Stated task: Copy the data below exactly.

Recorded data:
***
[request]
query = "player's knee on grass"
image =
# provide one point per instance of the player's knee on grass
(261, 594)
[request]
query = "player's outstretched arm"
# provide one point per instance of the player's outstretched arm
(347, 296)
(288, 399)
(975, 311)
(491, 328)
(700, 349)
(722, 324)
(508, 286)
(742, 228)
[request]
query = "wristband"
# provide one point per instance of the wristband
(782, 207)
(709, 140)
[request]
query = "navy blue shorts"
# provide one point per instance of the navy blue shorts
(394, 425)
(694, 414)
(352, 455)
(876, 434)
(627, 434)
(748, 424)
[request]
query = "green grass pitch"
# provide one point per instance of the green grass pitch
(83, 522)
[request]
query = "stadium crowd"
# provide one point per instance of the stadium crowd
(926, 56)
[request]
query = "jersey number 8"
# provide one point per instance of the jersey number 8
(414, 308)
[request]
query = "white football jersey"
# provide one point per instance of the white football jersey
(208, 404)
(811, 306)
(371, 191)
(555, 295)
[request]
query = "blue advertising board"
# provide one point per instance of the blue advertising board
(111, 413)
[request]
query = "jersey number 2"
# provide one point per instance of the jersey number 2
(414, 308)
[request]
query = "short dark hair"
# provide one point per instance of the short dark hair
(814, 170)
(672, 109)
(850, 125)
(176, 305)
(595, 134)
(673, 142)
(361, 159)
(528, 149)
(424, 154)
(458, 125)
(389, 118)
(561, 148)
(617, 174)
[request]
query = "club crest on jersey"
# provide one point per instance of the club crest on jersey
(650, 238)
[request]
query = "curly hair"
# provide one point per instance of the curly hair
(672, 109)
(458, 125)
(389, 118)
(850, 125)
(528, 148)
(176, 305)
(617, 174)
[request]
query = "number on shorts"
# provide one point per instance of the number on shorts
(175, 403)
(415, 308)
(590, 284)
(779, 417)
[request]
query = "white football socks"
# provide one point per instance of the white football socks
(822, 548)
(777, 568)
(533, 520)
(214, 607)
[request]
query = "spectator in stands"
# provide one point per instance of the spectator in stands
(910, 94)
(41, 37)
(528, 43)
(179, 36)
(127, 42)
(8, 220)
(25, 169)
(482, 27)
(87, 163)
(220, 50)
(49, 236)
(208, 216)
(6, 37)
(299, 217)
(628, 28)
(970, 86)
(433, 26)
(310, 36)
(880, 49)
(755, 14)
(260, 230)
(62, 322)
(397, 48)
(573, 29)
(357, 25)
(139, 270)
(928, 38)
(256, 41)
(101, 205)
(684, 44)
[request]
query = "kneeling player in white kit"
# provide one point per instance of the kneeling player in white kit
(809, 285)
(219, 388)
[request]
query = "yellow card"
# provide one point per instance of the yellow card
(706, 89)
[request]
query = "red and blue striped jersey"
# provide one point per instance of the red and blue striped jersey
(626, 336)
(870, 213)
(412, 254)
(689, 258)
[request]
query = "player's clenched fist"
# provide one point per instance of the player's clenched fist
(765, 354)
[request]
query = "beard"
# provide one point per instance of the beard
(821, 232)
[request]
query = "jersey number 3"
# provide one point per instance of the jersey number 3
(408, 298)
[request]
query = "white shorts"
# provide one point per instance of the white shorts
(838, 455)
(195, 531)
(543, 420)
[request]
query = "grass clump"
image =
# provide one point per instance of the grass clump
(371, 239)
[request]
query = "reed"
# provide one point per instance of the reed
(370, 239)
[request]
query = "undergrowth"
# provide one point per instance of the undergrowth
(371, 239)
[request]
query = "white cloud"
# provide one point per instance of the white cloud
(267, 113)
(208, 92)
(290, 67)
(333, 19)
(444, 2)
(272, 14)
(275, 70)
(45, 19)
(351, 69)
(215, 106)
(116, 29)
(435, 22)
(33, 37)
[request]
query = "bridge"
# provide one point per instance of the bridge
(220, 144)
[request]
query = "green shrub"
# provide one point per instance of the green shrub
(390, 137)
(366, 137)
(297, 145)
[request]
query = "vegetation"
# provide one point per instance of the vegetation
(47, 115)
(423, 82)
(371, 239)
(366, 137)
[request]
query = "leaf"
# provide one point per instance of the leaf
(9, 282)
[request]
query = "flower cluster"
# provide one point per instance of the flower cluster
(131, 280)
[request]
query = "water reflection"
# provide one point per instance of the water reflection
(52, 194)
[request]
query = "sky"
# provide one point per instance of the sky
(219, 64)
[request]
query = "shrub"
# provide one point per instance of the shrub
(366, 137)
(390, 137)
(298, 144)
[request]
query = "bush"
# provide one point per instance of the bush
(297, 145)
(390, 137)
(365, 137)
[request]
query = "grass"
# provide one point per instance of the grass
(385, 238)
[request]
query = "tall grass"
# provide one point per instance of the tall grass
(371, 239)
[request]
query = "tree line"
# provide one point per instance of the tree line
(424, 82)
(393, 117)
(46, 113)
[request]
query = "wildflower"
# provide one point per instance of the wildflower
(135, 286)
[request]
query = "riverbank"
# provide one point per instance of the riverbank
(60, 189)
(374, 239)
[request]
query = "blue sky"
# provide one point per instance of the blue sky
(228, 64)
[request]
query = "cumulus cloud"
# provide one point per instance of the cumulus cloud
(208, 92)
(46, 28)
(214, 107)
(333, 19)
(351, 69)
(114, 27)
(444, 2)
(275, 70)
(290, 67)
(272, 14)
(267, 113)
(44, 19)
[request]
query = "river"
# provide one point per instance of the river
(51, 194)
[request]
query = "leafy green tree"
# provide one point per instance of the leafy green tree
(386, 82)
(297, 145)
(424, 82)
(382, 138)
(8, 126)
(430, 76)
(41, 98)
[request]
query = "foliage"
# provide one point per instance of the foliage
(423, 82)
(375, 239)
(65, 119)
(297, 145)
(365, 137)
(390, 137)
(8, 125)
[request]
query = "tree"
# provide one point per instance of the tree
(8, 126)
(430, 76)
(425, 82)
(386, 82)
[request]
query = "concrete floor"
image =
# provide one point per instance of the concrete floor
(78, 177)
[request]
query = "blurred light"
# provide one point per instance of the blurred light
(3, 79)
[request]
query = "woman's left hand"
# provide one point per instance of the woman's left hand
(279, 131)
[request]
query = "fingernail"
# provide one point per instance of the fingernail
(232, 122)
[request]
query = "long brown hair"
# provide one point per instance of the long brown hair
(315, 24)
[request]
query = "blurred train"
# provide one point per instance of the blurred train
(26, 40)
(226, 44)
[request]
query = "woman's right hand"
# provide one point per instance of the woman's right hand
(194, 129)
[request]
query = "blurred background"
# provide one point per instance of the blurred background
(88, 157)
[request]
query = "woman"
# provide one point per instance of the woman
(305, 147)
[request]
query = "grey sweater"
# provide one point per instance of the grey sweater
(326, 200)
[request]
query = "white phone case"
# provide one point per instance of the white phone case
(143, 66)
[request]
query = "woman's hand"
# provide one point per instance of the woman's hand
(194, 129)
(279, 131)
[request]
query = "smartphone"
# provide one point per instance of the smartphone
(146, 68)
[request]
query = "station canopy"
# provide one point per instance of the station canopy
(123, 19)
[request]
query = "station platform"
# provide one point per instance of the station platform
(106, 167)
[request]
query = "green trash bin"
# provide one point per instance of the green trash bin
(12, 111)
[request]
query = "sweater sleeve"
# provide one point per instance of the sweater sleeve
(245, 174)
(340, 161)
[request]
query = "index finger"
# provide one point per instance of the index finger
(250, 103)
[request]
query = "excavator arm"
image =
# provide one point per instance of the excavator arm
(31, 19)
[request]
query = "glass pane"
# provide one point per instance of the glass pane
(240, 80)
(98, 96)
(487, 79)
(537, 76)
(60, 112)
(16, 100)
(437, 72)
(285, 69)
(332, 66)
***
Complete output:
[request]
query = "player's knee on grass"
image =
# provide one point per instance of the player's knee on grass
(261, 594)
[request]
query = "player's outstretched arm"
# provide one point per instance of the player's outstretched arm
(347, 296)
(288, 399)
(975, 311)
(491, 328)
(700, 349)
(722, 324)
(508, 286)
(742, 228)
[request]
query = "wristband"
# provide one point per instance of the wristband
(782, 207)
(709, 140)
[request]
query = "navy blue shorts"
# provide one point per instance of the navy blue shorts
(394, 425)
(694, 414)
(352, 455)
(876, 434)
(627, 434)
(748, 424)
[request]
query = "green grass pitch"
# provide one point per instance of the green grass pitch
(83, 522)
[request]
query = "stadium crowd"
# provide one point per instance of the stadium crowd
(926, 56)
[request]
query = "jersey number 8"
# provide one point per instance of the jersey number 8
(414, 308)
[request]
query = "white football jersey"
# provide one point per instance of the white football jersey
(208, 404)
(811, 306)
(371, 191)
(555, 295)
[request]
query = "blue advertising board"
# provide one point per instance of the blue advertising board
(111, 413)
[request]
query = "jersey number 2"
# provide one point per instance of the jersey number 2
(414, 308)
[request]
query = "short dark hair"
# provide one point per instance of the short dark hair
(814, 170)
(672, 109)
(850, 125)
(176, 305)
(595, 134)
(673, 142)
(361, 159)
(528, 149)
(424, 154)
(458, 125)
(389, 118)
(561, 148)
(617, 174)
[request]
query = "club crest on jersey"
# provide one point per instance of the club crest on jersey
(650, 238)
[request]
query = "curly hair"
# provide one point per instance of the curly hair
(672, 109)
(458, 125)
(389, 118)
(850, 125)
(528, 148)
(176, 305)
(617, 174)
[request]
query = "number on shorts"
# provide one point per instance of the number on shorts
(175, 403)
(415, 308)
(590, 284)
(779, 417)
[request]
query = "white football socks"
# provide one point per instance of the white football socks
(822, 548)
(777, 568)
(533, 520)
(214, 607)
[request]
query = "spectator in stands"
# provide one point per instance of the spectator in stands
(910, 94)
(41, 37)
(528, 43)
(179, 36)
(127, 42)
(8, 220)
(25, 169)
(482, 27)
(87, 163)
(220, 50)
(49, 236)
(208, 216)
(6, 37)
(299, 217)
(628, 28)
(970, 86)
(433, 26)
(310, 36)
(880, 49)
(755, 14)
(260, 230)
(62, 322)
(397, 48)
(573, 29)
(357, 25)
(139, 270)
(928, 38)
(256, 41)
(101, 205)
(684, 44)
[request]
query = "kneeling player in white kit"
# provide one point per instance of the kneeling player in white kit
(809, 285)
(219, 388)
[request]
query = "yellow card"
# provide one point per instance of the yellow card
(706, 89)
[request]
query = "red and blue striped jersey"
# provide one point per instance of the red and blue striped jersey
(626, 336)
(870, 213)
(412, 254)
(689, 258)
[request]
query = "player's clenched fist"
# provide one point per instance of the player's clenched fist
(765, 354)
[request]
query = "beard"
# provide one point per instance of the beard
(821, 232)
[request]
query = "jersey number 3"
# provide one point per instance of the jersey number 3
(408, 298)
[request]
query = "white shorts"
# provide one point per instance of the white shorts
(838, 455)
(195, 531)
(543, 420)
[request]
query = "grass clump"
image =
# provide one point per instance of the grass clump
(371, 239)
[request]
query = "reed"
# provide one point per instance of the reed
(370, 239)
[request]
query = "undergrowth"
# provide one point per instance of the undergrowth
(371, 239)
[request]
query = "white cloud"
# provide one point per instance of the white cloud
(267, 113)
(208, 92)
(290, 67)
(333, 19)
(444, 2)
(272, 14)
(275, 70)
(45, 19)
(351, 69)
(215, 106)
(116, 29)
(435, 22)
(33, 37)
[request]
query = "bridge"
# provide one point per instance of the bridge
(220, 144)
[request]
query = "green shrub"
# provide one point per instance of the green shrub
(390, 137)
(366, 137)
(297, 145)
[request]
query = "vegetation"
# provide one point per instance of the vegetation
(47, 115)
(423, 82)
(371, 239)
(366, 137)
[request]
query = "leaf"
# provide one point per instance of the leaf
(9, 282)
[request]
query = "flower cluster"
# provide one point per instance of the flower cluster
(131, 280)
[request]
query = "water reflection"
# provide one point per instance of the water reflection
(52, 194)
[request]
query = "sky"
# provide one point per instance of the sky
(219, 64)
[request]
query = "shrub"
# provide one point per instance of the shrub
(366, 137)
(390, 137)
(298, 144)
[request]
query = "bush"
# provide one point per instance of the bush
(297, 145)
(390, 137)
(365, 137)
[request]
query = "grass"
# provide one point per instance of the grass
(385, 238)
[request]
query = "tall grass"
# provide one point per instance of the tall grass
(371, 239)
[request]
query = "tree line"
# provide one point per instance of the tree line
(424, 82)
(393, 117)
(46, 113)
[request]
query = "wildflower"
# provide one point per instance of the wildflower
(135, 286)
[request]
query = "riverbank"
# provide one point per instance of the riverbank
(60, 189)
(374, 239)
[request]
query = "blue sky"
# provide one point per instance of the blue sky
(228, 64)
[request]
query = "cumulus cloud"
# provide one point per instance of the cumulus cloud
(208, 92)
(46, 28)
(214, 107)
(333, 19)
(351, 69)
(114, 27)
(444, 2)
(275, 70)
(290, 67)
(272, 14)
(267, 113)
(44, 19)
[request]
query = "river"
# provide one point per instance of the river
(51, 194)
[request]
query = "leafy green tree"
# provide one point per instance of the leafy green tree
(386, 82)
(297, 145)
(424, 82)
(382, 138)
(8, 126)
(430, 76)
(41, 98)
[request]
query = "foliage"
# provide one point per instance of the foliage
(423, 82)
(375, 239)
(65, 119)
(297, 145)
(365, 137)
(390, 137)
(8, 125)
[request]
query = "tree"
# provide one point per instance of the tree
(8, 126)
(430, 76)
(425, 82)
(386, 82)
[request]
query = "concrete floor"
image =
# provide one point per instance of the concrete floor
(78, 177)
[request]
query = "blurred light"
# provide one point per instance of the blurred light
(3, 79)
[request]
query = "woman's left hand"
# provide one point per instance of the woman's left hand
(279, 131)
[request]
query = "fingernail"
# provide one point per instance of the fingernail
(232, 122)
[request]
query = "long brown hair"
# provide one point per instance of the long brown hair
(315, 24)
[request]
query = "blurred train"
# provide one point per instance of the blurred train
(26, 40)
(226, 44)
[request]
query = "woman's right hand"
# provide one point per instance of the woman's right hand
(194, 129)
[request]
query = "blurred background"
# provide one point per instance of the blurred background
(88, 157)
[request]
query = "woman"
# provide one point per instance of the woman
(305, 147)
[request]
query = "grey sweater"
# provide one point per instance of the grey sweater
(326, 200)
[request]
query = "white phone case"
# provide one point per instance of the white phone case
(143, 66)
[request]
query = "woman's hand"
# provide one point per instance of the woman's hand
(194, 129)
(279, 131)
[request]
query = "smartphone"
# provide one point per instance of the smartphone
(146, 68)
[request]
query = "station canopy"
# provide one point per instance of the station canopy
(123, 19)
[request]
query = "station platform"
# provide one point per instance of the station platform
(106, 167)
[request]
query = "green trash bin"
# provide one point per instance of the green trash bin
(12, 111)
[request]
query = "sweater sleeve"
# provide one point per instance of the sweater sleeve
(245, 174)
(340, 161)
[request]
query = "index finger"
# provide one point per instance of the index finger
(250, 103)
[request]
query = "excavator arm"
image =
# provide one point per instance of the excavator arm
(31, 19)
[request]
query = "glass pane"
# provide one point per instance of the glass pane
(240, 80)
(98, 96)
(487, 79)
(537, 76)
(60, 112)
(16, 100)
(437, 72)
(285, 69)
(332, 66)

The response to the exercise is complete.